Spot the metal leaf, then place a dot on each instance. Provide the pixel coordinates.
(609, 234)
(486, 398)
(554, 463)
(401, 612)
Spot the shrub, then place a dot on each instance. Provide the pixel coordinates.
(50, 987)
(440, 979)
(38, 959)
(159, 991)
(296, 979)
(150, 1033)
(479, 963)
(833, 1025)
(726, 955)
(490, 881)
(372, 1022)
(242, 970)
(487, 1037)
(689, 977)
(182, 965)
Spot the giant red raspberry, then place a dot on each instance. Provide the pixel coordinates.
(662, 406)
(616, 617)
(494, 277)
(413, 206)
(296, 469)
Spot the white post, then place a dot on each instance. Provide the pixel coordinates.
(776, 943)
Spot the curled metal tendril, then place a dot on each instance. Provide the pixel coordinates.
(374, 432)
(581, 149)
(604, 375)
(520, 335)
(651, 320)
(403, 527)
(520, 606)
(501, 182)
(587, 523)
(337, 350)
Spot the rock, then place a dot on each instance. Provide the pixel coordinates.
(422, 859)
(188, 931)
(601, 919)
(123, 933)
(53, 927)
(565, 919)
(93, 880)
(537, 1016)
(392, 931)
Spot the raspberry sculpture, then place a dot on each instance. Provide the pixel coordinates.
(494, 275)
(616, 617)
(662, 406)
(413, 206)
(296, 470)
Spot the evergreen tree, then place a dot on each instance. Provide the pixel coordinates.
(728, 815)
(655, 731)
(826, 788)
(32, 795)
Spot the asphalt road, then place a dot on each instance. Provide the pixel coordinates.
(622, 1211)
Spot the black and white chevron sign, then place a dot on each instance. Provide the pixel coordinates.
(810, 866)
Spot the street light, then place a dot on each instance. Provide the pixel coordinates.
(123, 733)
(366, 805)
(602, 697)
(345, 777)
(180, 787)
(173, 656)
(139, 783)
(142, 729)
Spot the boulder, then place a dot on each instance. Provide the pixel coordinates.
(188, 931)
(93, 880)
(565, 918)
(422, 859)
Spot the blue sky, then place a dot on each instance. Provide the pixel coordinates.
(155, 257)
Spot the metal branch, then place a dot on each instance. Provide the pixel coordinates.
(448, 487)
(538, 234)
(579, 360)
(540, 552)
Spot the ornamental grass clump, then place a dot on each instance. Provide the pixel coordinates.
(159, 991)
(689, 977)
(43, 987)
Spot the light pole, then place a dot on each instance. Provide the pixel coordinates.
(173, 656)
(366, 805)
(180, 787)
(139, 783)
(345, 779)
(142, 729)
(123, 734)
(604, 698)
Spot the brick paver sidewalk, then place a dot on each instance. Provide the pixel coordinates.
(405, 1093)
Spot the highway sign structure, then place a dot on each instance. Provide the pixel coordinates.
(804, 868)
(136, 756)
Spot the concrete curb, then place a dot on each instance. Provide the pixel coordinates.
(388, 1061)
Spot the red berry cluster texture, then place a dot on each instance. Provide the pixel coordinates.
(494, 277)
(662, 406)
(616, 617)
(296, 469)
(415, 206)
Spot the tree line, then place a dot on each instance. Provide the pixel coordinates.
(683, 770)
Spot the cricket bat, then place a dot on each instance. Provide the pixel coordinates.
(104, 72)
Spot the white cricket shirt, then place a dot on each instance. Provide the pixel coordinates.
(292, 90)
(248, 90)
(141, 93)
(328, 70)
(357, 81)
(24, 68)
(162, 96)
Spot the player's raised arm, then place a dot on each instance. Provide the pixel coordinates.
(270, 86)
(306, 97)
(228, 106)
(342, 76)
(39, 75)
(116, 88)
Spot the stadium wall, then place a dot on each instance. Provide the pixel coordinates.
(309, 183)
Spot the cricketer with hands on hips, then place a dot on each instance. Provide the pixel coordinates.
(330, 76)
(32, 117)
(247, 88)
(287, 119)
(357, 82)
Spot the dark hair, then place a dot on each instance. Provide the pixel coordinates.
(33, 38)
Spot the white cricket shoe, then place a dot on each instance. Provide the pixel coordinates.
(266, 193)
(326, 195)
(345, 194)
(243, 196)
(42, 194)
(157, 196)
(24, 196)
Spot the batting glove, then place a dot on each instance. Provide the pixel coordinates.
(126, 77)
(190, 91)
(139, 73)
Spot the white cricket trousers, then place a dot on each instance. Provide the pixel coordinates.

» **WHAT YOU NEED TO DO**: Please reproduce the lines of the items above from the line with "Spot the white cricket shoe, then" up to and including the last line of the items, with no changes.

» **CORRECT ANSWER**:
Spot the white cricket shoe, then place a dot on each instance. Provide the pixel coordinates.
(266, 193)
(326, 195)
(345, 194)
(243, 196)
(42, 194)
(157, 196)
(24, 196)
Spot the batting glove, then place a dot on each instance. Provide the pixel coordinates.
(126, 77)
(190, 91)
(139, 73)
Spot the white cricket trousers, then place a dot on each instance. Provide the pixel coordinates.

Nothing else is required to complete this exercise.